-- EJERCICIOS --
- 1) Enumera todos los verbos en pretérito imperfecto del primer párrafo del fragmento sobre la globalización y la identidad.
- 2) Prolonga el fragmento sobre la globalización y la identidad a partir de su última oración.

Ya no vivimos en el mundo que leíamos en los libros y manuales escolares, cuando calcábamos, con prolijidad, los mapas, y dibujábamos las fronteras entre los países, que coloreábamos con diferentes pinturitas. En el horno de las corporaciones transnacionales se empezaron a fundir los estados nacionales y surgen bloques geopolítico-económicos que borran los límites de nuestros hogares comunes. La globalización avasalladora, vehiculizada por esta verdadera sinarquía multimedia, produce disciplinamiento colectivo y uniformización cultural.
La moda, los códigos y lenguajes, los usos de consumo, las tecnologías coexisten en todos los puntos del globo: la globalización, claro. Casi que se puede oír la misma canción o engullir similar comida chatarra en puntos del planeta muy distantes entre sí. No es extraño, entonces, que en estos momentos surja, casi con desesperación, la pregunta por la identidad, la sed del ser, del recorte particular.
Diferenciarse y ser uno, pero no tanto como para quedar afuera. Parecerse y ser como todos, pero no tanto como para ser transparentes. ¿Cómo saber quién se es si uno es igual a todo el mundo? ¿Cómo recortar una identidad propia que a uno lo distinga del resto del mundo pero que, al mismo tiempo, lo mantenga cerca de los que son sus iguales? ¿Cómo diferenciarse y cómo ser igual?
Teníamos a la identidad nacional como indicador confiable de filiación a una matriz que nos comprende y nos contiene en raza y tradición, un determinismo histórico, una “imposición del destino” que nos lleva a ser como somos y nos impulsa a ser lo que debamos ser porque ya estamos condicionados por un origen y un común destino que nos aguarda a futuro, aunque sabiendo que venimos desde el fondo de UNA historia.

-- DATOS REGISTRADOS --
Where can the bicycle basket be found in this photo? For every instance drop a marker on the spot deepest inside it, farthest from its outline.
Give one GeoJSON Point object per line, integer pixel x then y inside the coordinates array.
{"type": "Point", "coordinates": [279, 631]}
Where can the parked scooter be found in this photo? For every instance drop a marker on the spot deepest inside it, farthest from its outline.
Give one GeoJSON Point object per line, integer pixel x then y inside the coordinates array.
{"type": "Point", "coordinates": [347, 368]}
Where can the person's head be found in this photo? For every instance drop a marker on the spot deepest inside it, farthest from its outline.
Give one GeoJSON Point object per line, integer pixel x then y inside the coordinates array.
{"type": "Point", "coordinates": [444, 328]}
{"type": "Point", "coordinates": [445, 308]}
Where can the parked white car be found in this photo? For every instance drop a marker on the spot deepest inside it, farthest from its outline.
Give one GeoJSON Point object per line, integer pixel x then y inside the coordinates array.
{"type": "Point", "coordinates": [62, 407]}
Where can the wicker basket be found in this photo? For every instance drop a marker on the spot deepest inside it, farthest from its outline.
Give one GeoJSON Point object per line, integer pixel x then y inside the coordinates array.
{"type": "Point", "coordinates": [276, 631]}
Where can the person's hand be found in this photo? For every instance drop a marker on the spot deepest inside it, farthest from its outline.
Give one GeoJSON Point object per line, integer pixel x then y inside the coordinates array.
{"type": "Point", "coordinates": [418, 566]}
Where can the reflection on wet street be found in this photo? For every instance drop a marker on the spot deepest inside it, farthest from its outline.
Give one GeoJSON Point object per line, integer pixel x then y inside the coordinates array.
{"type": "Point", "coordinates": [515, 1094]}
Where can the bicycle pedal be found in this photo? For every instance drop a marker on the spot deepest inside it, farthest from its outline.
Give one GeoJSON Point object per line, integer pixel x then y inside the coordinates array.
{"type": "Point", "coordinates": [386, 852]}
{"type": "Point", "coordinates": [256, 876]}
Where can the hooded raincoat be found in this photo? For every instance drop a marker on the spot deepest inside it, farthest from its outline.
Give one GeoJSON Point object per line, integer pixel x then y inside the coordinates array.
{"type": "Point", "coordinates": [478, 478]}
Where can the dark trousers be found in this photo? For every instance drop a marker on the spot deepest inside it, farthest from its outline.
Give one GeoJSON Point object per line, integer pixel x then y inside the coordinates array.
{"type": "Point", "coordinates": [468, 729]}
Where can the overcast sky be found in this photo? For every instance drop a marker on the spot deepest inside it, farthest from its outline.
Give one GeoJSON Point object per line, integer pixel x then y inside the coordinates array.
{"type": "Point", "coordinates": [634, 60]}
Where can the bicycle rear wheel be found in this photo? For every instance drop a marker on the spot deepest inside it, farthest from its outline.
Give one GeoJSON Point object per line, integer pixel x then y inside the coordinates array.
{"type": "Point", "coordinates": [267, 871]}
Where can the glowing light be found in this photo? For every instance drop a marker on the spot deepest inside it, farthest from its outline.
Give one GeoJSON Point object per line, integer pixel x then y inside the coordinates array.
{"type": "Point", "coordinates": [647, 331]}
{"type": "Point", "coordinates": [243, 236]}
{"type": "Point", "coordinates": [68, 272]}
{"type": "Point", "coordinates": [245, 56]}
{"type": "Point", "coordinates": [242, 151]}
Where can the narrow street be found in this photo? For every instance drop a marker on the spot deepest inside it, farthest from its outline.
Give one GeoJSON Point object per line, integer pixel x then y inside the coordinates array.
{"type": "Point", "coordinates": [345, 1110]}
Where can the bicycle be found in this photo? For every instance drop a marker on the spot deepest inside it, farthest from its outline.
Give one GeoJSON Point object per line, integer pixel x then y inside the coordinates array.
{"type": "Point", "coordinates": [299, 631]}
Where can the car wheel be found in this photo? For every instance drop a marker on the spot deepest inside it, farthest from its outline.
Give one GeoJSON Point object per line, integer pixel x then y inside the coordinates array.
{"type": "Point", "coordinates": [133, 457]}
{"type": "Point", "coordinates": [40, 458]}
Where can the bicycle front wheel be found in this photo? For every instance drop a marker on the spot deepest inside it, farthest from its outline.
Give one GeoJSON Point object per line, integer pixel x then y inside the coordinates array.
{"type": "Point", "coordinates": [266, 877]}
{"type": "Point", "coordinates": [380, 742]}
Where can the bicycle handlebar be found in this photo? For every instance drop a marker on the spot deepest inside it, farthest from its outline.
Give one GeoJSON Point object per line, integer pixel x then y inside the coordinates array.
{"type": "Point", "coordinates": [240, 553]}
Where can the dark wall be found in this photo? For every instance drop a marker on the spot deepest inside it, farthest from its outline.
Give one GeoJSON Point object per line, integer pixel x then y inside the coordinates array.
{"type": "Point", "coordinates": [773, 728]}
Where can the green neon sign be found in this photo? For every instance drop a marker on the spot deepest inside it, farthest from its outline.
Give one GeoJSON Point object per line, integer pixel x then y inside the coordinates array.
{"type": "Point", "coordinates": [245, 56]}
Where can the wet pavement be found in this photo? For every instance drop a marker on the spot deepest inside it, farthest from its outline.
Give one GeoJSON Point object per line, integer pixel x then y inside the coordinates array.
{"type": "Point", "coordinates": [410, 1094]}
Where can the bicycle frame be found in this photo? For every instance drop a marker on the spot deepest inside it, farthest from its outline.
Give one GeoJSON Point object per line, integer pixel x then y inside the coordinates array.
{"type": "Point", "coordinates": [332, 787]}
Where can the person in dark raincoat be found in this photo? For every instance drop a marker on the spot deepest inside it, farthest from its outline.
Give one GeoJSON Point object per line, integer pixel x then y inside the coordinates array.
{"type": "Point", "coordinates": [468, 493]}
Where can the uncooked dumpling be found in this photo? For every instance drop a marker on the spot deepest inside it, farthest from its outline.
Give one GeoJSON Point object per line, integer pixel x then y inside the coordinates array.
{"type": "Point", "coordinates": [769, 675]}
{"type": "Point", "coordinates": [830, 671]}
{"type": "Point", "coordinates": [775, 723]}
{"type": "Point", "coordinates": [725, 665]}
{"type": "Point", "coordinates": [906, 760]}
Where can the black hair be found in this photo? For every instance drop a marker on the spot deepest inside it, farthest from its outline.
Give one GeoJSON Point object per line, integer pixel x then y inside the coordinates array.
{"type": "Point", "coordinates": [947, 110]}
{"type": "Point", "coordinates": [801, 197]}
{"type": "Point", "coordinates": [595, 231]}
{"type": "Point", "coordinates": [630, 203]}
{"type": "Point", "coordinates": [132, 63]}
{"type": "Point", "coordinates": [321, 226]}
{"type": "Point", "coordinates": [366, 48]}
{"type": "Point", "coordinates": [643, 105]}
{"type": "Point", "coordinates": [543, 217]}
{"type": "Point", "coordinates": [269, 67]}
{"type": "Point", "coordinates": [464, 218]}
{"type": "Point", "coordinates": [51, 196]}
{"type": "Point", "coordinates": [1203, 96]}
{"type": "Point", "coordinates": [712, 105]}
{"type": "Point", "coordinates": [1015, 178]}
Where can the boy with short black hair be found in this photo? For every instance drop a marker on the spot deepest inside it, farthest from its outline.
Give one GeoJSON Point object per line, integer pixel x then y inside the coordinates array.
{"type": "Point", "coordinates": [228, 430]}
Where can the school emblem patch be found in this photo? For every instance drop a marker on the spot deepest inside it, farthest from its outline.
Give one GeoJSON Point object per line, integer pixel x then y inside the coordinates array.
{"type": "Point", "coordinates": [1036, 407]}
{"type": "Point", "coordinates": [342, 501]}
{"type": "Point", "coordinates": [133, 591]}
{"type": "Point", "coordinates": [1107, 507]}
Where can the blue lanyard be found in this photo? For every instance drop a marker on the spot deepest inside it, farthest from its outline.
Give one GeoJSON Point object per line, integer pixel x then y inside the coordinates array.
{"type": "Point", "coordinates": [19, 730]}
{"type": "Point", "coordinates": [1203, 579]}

-- RESPUESTAS POR TAREA --
- 1) leíamos, calcábamos, dibujábamos, coloreábamos

- 2)
Pero los detentadores del poder trabajan para que esos valores comunes se pierdan. No nos dejan Ser. Y esto es lo primero que tenemos que reconocer para saber hacia dónde vamos. Ejercicio que implica aceptar que no vamos a poder construir nuestro mañana si no ahondamos en el ayer y en el hoy, y si dejamos de atender lo que nos corresponde como modelo propio de vida. Un país no es solamente una coyuntura económica. Un país es un proyecto cotidiano.
Por eso, y a contramano de lo que impulsan los concesionarios de la cultura, hay que pensar la historia en bloque y no en retazos. Como lo que es: una continuidad. Engarzando cada eslabón hasta formar la cadena. Porque nos enseñan a pensar los procesos históricos en miniatura. No se puede entender 1976 sin antes saber qué fue 1955. Que es lo que pasa con las nuevas generaciones, que “creen” que el drama nacional nació con Videla y Martínez de Hoz.
En igual sentido, no se puede entender a, por ejemplo, un Menem sin antes saber quién fue Sarmiento, más allá de que al prócer liberal se le quiera reconocer su apuesta por la educación (aunque pocas veces se recuerda que la instrucción que auspiciaba tenía una clara direccionalidad ideológico-cultural ahistórica porque no se asentaba sobre la matriz territorial. Por ello fue a contratar maestras a los Estados Unidos, para que enseñaran inglés y de paso atenuaran el predominio católico con sus creencias y prácticas protestantes).
Si los argentinos, sobre todo sus “capas medias”, llegaran a tomar nota de que la historia de un pueblo es la sucesión de búsquedas, logros y frustraciones para Ser, tal vez comprenderían que el proyecto de convertir a la Argentina en un terreno colonial es el mismo que se viene dando –con breves interrupciones- desde mediados del 1800, tras el triunfo del bando (o mejor dicho: de la banda…) de los unitarios.
Hay un intento permanente por disminuirnos, por hacernos creer que somos una “cagadita” que no le interesa a nadie. Política auspiciada desde afuera pero muy bien aceptada aquí adentro, como todo producto importado que seduce y sensibiliza a esas capas medias. ¿Qué es eso de creernos el ombligo del mundo cuando nadie se fija en nosotros? Esto nos lo vienen diciendo desde hace rato. Pero será así realmente?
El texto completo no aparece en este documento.